⟨
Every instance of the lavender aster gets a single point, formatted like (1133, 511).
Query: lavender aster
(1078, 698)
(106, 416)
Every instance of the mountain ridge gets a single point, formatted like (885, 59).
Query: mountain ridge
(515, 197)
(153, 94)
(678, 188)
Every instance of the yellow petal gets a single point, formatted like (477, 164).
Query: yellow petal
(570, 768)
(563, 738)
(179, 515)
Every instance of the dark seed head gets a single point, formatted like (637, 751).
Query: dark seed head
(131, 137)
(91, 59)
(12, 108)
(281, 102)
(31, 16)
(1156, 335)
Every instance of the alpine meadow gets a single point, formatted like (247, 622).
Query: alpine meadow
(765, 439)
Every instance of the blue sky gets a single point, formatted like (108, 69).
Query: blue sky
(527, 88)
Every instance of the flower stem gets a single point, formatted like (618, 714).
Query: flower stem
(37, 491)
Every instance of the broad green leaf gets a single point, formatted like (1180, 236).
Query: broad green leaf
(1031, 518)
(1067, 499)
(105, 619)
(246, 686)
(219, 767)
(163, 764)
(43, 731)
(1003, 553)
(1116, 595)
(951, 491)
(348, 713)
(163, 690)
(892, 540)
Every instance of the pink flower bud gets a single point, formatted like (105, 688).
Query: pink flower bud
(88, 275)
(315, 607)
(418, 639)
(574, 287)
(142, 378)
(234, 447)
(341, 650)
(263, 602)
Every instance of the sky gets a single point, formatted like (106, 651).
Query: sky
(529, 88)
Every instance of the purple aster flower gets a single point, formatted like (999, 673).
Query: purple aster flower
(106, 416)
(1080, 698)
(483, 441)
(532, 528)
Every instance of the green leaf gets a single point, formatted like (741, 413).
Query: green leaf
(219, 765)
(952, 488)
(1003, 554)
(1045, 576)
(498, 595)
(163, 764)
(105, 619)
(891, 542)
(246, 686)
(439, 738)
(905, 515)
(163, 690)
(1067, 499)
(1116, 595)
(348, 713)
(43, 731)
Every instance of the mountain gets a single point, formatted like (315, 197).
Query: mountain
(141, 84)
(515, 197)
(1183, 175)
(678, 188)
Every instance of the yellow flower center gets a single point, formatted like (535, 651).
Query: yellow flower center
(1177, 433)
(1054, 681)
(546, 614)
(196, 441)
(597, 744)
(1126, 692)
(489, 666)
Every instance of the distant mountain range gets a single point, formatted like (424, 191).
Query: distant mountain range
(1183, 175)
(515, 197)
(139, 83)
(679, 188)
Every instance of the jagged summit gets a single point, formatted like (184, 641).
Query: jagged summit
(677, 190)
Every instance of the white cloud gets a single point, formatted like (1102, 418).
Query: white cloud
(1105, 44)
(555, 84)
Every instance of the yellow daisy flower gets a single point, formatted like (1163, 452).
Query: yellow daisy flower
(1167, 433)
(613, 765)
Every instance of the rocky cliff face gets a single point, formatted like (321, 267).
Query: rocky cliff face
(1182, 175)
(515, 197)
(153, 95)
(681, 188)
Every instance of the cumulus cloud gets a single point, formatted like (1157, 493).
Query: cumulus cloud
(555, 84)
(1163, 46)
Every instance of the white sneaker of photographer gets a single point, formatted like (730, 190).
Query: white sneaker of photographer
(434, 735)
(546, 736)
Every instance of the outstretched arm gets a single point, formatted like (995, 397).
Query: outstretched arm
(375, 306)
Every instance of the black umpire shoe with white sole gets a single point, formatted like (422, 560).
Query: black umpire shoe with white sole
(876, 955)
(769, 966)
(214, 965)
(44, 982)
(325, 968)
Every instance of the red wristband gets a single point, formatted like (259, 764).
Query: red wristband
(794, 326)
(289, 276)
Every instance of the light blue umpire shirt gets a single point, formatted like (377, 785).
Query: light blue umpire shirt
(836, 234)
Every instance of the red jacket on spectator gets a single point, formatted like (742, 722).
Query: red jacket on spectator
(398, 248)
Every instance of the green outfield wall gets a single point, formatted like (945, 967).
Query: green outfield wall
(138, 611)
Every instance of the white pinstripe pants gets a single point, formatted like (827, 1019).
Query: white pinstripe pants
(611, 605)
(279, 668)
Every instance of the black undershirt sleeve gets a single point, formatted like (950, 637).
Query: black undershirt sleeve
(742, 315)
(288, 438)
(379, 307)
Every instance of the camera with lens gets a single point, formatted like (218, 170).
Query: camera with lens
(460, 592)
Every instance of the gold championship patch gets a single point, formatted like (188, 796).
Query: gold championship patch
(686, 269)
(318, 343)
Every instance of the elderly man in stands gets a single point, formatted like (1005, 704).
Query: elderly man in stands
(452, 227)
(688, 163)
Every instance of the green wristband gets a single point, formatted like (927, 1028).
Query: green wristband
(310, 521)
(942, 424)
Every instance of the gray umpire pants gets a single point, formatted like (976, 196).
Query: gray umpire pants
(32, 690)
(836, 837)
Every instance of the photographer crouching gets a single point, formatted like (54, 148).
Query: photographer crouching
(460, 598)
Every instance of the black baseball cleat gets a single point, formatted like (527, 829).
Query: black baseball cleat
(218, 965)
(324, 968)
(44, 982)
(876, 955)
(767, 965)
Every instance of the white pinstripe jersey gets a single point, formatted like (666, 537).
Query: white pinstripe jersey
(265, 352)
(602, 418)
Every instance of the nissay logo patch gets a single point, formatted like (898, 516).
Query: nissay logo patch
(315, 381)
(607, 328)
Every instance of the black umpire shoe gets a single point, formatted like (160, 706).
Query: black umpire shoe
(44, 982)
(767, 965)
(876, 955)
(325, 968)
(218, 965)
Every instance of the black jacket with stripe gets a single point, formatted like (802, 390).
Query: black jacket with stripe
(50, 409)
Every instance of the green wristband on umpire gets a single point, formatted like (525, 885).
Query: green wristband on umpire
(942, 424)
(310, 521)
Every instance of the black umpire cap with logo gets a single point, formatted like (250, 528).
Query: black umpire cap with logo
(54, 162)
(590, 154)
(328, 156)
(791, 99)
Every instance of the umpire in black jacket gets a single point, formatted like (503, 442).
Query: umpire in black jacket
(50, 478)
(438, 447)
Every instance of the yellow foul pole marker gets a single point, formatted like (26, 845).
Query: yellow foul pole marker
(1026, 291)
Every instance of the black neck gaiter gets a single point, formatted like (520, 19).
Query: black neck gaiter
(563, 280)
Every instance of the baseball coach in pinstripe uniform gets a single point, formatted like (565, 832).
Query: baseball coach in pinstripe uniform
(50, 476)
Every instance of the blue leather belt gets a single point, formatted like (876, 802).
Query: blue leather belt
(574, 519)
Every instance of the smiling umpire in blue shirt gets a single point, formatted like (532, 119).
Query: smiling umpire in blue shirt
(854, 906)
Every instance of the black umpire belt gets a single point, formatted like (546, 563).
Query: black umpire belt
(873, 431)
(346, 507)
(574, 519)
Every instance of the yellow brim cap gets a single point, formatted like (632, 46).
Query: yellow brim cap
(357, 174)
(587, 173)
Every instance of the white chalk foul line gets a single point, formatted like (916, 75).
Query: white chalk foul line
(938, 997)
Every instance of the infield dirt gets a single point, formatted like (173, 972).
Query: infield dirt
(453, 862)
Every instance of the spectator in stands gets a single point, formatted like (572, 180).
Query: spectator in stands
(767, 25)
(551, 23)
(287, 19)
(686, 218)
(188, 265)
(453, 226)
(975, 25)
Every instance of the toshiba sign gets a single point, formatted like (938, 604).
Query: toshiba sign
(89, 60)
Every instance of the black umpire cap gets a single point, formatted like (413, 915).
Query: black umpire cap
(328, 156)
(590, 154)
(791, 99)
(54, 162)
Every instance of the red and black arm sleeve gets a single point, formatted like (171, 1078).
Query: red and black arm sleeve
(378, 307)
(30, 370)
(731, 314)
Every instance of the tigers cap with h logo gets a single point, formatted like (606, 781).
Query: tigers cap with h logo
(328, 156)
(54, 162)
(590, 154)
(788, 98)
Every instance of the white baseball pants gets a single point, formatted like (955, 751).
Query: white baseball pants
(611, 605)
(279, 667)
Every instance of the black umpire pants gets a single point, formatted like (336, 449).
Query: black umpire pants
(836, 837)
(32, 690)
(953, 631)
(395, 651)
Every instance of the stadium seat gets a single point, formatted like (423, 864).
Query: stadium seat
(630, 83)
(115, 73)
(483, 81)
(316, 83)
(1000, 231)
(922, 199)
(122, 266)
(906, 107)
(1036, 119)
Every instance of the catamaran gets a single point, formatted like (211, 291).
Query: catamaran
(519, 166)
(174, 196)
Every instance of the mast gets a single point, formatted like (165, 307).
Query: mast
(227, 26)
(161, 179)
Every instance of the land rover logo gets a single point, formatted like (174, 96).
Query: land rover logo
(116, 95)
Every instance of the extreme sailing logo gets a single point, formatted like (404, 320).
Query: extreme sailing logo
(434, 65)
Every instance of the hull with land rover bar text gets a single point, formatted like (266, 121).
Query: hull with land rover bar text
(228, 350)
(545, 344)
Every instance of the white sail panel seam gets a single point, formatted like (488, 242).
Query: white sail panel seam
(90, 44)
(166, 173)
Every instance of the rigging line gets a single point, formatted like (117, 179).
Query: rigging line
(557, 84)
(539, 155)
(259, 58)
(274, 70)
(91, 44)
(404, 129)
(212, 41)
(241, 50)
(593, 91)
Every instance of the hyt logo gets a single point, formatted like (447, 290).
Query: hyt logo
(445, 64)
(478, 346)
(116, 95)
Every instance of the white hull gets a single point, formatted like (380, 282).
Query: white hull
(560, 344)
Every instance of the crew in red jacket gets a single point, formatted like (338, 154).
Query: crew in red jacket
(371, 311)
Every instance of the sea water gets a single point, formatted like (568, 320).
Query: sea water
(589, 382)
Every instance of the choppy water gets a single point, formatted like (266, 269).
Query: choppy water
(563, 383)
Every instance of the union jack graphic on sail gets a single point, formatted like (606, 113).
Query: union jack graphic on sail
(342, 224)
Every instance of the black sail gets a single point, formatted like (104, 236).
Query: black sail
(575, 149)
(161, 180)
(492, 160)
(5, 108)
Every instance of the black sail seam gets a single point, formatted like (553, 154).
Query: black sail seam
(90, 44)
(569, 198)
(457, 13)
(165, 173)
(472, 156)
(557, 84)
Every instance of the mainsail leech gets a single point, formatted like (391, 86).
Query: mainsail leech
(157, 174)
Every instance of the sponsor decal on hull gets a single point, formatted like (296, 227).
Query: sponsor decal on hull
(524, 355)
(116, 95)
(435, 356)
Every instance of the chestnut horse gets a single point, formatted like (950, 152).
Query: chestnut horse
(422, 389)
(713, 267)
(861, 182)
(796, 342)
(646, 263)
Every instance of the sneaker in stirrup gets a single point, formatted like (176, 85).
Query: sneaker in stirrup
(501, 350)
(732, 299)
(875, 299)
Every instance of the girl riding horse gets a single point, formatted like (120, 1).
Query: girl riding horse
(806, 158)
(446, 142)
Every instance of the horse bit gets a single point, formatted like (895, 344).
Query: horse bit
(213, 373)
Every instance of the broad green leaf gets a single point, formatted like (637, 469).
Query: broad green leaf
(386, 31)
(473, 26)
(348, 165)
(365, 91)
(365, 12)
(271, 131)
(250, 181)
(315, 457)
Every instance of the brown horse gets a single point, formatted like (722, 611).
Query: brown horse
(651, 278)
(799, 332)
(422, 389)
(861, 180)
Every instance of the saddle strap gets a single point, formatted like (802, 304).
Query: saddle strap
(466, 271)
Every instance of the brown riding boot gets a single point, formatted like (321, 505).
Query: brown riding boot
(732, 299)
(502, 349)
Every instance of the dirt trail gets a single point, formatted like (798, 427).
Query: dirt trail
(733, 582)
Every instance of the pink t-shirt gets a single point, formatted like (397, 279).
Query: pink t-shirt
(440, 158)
⟩
▸ Prompt:
Rewrite the material from the line containing "Every instance of the pink t-shirt" through the end, inclusive, as a two-column CSV with the headers label_text and coordinates. Put each text and its answer in one row, each in a single quoted field with line breaks changed to spaces.

▸ Response:
label_text,coordinates
"Every instance of the pink t-shirt gets a single point, formatted like (397, 279). Query: pink t-shirt","(440, 158)"